[Bounding box annotation entries]
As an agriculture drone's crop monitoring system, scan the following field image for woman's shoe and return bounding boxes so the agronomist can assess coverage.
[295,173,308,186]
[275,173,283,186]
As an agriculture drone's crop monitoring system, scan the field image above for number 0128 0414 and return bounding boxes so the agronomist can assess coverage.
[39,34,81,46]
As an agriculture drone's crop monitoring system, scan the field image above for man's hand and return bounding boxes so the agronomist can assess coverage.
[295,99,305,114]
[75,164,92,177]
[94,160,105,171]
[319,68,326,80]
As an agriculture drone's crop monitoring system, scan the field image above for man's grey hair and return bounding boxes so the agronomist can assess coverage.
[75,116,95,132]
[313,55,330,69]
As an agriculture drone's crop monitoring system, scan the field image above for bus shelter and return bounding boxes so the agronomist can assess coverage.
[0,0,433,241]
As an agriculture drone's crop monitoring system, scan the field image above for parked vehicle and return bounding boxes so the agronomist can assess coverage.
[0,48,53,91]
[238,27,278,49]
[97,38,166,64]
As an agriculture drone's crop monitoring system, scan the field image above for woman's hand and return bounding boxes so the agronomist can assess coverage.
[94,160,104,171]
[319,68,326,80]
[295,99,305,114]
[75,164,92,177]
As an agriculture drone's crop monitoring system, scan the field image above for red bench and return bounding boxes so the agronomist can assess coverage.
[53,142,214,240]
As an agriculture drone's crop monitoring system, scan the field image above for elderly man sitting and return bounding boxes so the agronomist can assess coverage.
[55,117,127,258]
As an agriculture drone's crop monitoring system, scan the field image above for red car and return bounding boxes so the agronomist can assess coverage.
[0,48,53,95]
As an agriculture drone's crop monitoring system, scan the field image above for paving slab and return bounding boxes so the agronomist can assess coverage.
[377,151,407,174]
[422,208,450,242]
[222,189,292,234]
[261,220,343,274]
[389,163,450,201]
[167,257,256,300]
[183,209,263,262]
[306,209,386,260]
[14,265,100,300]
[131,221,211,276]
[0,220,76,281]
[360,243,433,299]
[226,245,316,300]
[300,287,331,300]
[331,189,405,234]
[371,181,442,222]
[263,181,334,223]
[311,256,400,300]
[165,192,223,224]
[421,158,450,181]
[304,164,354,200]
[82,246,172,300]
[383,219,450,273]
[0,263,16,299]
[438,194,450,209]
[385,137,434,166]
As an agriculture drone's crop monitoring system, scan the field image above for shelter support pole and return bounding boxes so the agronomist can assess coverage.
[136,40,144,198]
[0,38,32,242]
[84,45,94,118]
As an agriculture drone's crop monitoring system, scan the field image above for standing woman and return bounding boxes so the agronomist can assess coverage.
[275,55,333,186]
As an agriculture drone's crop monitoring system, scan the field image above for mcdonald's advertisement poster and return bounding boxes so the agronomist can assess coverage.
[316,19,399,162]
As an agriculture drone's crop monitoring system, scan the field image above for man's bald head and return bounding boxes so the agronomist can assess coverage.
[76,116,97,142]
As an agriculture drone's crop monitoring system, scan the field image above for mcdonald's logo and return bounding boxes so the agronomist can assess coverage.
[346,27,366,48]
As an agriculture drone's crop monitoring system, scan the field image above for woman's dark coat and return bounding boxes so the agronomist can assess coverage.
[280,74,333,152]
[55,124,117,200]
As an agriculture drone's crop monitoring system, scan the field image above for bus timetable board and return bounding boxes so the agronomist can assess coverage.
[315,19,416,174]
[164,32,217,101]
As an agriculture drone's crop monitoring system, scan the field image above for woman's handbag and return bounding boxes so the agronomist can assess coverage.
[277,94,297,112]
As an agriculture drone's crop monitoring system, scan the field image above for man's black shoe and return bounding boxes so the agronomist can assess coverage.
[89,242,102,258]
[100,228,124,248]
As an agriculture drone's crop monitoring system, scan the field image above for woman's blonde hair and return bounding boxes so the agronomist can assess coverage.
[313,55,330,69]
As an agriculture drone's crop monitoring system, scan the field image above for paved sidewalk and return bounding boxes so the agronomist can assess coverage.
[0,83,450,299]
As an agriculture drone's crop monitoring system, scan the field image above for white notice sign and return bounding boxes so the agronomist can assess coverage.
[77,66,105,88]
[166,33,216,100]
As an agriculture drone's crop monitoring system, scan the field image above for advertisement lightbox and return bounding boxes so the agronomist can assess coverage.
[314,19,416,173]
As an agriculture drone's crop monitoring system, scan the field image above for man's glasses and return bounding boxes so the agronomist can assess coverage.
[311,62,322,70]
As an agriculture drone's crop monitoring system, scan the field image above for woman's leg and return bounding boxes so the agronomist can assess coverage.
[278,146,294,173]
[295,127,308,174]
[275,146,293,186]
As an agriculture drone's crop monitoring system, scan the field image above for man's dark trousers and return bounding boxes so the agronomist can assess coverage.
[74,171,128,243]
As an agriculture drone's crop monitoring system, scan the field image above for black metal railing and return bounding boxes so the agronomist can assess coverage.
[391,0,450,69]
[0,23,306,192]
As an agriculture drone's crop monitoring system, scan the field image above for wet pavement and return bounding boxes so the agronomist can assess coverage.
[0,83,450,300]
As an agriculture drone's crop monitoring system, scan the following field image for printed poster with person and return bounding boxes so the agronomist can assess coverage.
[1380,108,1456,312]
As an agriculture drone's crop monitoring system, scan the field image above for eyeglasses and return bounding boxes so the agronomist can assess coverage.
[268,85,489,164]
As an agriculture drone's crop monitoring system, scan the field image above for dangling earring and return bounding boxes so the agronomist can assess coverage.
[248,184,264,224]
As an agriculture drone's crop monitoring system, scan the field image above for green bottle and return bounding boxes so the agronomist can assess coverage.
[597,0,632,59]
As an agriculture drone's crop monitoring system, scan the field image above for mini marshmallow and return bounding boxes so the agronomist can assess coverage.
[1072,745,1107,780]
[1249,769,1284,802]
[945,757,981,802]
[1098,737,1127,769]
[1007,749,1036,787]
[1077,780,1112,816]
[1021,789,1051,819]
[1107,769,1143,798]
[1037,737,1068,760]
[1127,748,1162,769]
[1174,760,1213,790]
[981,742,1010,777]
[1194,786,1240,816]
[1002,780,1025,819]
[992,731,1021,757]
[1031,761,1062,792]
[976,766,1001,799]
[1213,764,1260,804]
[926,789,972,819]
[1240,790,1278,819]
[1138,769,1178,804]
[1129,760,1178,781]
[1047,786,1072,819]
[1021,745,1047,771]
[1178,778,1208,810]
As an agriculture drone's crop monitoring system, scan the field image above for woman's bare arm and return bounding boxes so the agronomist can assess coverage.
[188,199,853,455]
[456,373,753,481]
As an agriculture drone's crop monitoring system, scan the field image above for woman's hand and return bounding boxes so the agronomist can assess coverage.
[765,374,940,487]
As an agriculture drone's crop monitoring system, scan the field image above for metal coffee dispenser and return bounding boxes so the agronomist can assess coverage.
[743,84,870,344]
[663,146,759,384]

## TASK DESCRIPTION
Report every line in the records that contains the string "advertisement", reproducing each line in full. Treat matching as case-sensitive.

## SOLUTION FOR THIS TASK
As an agriculture drone's crop monitoring system, scan the field image above for mcdonald's advertisement poster and return bounding boxes so the agronomist can assess coverage.
As an agriculture drone's crop monitoring system, scan the field image above for advertisement lightbox and return bounding boxes so the agronomist can assess coverage.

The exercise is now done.